------ TEXT EXCERPT

With China applying to join the 11-country Trans-Pacific Partnership (CPTPP) trade pact, debate is heating up over whether Ottawa should strengthen its trade ties with Beijing by supporting the bid.

The CPTPP includes Canada, Japan, Australia and Mexico and is processing Great Britain’s application. The news of China’s application to join was a shock to many, because the United States originally proposed the CPTPP as a rival trade bloc to China before Donald Trump pulled out of talks in 2016.

It now adds a new dynamic in the intensifying battle for global economic supremacy between Beijing and Washington.

However, most analysts do not expect China’s bid to succeed.

Adding a market to the trade pact requires unanimous consensus within its membership, and Beijing has recently had an especially difficult relationship with Australia and Canada. Experts also point out that China would need to update its own laws, such as allowing the independent labour unions – something the authoritarian government in Beijing is unlikely to adopt.

------------

» REQUIRED ACTIONS
1 - Reproduce word for word the part of the CPTPP text starting at "Adding a market" and ending at "unlikely to adopt.".
2 - Pick up the text on China's CPTPP bid after its last sentence and keep writing.
The data that comes next is separate from the CPTPP text.

------ RECORD EXCERPTS

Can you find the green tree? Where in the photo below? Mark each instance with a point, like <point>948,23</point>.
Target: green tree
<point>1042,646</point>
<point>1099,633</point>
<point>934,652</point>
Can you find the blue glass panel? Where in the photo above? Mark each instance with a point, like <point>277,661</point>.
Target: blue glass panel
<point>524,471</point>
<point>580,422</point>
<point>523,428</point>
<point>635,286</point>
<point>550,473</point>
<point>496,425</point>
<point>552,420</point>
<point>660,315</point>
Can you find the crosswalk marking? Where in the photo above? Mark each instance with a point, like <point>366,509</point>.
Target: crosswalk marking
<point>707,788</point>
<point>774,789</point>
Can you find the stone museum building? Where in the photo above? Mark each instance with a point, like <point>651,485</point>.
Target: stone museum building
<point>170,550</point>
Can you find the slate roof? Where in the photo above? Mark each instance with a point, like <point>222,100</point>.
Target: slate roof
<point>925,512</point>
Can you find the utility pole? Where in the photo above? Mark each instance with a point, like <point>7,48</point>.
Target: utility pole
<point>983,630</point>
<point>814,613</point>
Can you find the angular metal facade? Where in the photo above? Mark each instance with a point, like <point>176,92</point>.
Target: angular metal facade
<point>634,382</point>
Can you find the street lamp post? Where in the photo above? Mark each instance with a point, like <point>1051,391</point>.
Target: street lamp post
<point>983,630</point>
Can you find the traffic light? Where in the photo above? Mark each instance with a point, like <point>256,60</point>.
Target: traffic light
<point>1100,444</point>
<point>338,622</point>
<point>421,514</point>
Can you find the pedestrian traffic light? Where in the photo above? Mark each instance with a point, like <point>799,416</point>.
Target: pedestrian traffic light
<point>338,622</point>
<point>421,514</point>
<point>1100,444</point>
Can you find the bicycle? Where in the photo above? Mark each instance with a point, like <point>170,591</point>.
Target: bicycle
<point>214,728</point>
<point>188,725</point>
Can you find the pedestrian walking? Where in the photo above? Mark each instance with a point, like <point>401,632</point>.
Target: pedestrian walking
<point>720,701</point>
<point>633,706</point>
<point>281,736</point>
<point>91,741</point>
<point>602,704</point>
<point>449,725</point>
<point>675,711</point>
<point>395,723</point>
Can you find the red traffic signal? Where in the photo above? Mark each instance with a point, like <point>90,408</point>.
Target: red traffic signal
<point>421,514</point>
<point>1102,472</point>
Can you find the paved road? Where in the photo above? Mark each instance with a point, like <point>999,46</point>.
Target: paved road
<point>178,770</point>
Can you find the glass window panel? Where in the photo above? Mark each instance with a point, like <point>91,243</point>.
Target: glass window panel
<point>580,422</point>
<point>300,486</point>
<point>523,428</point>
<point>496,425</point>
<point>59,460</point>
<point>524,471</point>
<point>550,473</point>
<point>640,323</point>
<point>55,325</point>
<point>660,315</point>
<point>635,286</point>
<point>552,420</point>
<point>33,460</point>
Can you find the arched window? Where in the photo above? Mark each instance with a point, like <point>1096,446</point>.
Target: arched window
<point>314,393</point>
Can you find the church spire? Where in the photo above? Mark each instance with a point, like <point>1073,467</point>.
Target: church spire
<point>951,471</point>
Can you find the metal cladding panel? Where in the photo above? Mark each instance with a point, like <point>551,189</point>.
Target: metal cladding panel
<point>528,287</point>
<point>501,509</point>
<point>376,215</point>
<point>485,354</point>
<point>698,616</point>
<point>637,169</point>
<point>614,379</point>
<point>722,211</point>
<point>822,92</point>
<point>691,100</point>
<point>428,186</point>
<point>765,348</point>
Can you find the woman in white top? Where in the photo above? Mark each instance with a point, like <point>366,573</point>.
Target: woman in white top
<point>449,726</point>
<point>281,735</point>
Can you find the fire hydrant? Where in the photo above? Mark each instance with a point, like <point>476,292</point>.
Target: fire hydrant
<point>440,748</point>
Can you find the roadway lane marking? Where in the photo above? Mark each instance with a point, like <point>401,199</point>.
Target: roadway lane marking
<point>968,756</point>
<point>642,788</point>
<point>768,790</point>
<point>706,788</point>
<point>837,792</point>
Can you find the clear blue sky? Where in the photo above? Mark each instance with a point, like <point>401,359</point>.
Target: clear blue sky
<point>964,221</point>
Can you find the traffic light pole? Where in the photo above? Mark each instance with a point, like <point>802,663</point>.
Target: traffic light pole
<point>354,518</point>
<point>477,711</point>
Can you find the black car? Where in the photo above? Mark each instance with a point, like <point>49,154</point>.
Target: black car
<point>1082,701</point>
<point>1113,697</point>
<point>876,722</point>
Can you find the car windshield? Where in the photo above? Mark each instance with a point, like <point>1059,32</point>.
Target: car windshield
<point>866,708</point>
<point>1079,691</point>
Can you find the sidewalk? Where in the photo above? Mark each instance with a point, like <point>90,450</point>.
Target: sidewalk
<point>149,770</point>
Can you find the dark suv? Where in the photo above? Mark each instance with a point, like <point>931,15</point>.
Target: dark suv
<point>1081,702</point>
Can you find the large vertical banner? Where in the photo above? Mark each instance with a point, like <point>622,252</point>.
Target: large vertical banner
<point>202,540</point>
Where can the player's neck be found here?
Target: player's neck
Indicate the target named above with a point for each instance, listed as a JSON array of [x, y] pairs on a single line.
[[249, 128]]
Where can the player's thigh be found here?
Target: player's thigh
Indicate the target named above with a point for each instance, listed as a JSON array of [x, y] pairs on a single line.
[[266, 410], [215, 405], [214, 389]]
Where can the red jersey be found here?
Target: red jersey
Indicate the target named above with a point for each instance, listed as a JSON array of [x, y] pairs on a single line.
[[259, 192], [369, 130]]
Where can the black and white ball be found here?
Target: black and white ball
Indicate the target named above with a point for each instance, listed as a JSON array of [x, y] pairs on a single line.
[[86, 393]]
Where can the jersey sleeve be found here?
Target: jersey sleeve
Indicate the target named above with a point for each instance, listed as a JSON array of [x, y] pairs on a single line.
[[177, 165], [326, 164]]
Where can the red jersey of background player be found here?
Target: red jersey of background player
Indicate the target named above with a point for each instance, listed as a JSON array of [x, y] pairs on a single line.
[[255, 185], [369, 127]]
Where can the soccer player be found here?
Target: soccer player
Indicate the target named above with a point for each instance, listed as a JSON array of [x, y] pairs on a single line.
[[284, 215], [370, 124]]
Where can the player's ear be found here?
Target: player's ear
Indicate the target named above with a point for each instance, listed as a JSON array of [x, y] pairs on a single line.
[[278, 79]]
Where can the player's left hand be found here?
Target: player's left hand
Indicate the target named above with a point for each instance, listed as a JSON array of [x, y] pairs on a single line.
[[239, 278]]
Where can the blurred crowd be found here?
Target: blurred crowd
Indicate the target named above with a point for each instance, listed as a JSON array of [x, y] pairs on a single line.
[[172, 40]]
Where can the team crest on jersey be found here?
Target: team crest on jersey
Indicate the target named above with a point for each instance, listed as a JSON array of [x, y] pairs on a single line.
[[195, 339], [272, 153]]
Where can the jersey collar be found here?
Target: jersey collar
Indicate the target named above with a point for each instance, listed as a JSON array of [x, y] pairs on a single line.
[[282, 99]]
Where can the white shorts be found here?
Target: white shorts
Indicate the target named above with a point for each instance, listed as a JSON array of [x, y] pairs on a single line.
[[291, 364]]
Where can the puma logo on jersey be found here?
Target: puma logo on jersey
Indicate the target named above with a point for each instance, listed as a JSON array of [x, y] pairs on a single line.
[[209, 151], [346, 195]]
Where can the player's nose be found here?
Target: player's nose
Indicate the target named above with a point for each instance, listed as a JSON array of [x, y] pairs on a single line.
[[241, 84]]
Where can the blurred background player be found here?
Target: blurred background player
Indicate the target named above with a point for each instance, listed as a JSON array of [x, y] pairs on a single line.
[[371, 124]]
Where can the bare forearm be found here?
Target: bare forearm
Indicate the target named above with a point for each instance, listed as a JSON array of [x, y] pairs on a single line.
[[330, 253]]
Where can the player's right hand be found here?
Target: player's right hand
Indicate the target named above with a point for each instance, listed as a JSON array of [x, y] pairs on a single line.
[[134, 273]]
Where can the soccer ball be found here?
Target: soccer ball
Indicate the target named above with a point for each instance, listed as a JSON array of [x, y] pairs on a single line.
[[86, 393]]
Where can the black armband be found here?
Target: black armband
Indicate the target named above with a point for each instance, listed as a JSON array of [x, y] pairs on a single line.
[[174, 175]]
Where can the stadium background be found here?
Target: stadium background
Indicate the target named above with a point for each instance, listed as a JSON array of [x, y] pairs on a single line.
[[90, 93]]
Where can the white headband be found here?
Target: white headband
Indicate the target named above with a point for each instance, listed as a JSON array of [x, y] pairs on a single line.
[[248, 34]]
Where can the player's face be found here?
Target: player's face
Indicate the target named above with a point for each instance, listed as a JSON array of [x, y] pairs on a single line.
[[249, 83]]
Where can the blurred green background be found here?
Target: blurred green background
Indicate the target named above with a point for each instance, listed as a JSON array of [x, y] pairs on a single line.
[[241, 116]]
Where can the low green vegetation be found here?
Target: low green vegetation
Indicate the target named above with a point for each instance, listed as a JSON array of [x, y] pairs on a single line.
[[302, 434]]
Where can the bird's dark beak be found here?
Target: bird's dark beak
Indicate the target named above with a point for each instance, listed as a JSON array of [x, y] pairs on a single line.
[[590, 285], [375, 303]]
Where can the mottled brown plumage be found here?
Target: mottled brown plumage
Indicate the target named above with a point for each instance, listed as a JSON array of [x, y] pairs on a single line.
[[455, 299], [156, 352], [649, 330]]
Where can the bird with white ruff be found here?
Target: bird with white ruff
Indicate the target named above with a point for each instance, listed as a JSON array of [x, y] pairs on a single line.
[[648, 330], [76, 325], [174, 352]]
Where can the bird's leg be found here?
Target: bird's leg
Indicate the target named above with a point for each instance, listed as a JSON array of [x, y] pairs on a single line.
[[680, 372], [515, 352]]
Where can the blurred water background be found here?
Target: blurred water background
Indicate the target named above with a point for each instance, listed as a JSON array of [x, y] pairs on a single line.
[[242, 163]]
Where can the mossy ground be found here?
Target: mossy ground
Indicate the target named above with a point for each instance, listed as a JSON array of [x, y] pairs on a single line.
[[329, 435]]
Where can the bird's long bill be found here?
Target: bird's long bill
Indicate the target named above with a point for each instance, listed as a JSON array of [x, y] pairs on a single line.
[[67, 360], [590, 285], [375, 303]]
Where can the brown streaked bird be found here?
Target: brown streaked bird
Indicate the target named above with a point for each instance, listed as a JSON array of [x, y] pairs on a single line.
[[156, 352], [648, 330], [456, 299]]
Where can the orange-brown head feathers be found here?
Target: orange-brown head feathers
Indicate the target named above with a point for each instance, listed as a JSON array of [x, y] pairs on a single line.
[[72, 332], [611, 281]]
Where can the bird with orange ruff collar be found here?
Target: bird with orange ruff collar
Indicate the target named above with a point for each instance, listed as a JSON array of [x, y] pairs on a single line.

------------

» TASK RESPONSES
1 -
Adding a market to the trade pact requires unanimous consensus within its membership, and Beijing has recently had an especially difficult relationship with Australia and Canada. Experts also point out that China would need to update its own laws, such as allowing the independent labour unions – something the authoritarian government in Beijing is unlikely to adopt.

2 -
Still, one trade analyst said Canada should treat the application seriously given the opportunity that is at hand.

“There is a possibility of significantly expanding the TPP,” said Carlo Dade, director of the Trade & Investment Centre at the Canada West Foundation.

Growing public antagonism in Canada towards Beijing over the last two years has been fuelled in part by the arrest of Huawei Technologies CFO Meng Wanzhou in Vancouver in late 2018, which was followed by the arrest of two Canadians in China and the institution of various trade sanctions against Canadian goods by Chinese authorities. There have also been high-profile cases of human-right abuses in Hong Kong and Xinjiang. However, despite the increased friction between the two countries, Dade said annual Canadian trade with China has been up 4.5% on average over last five years.

“These have been the worst five years arguably when it comes to Canadian relations with China, and yet Canadian consumers and businesses have – year in, year out without fail – increased their trade with China,” Dade said. “So as a government, [Ottawa] has to deal with this reality. People are screaming to stop dealing with China, and yet they themselves are doing everything they can to build relationships with China.”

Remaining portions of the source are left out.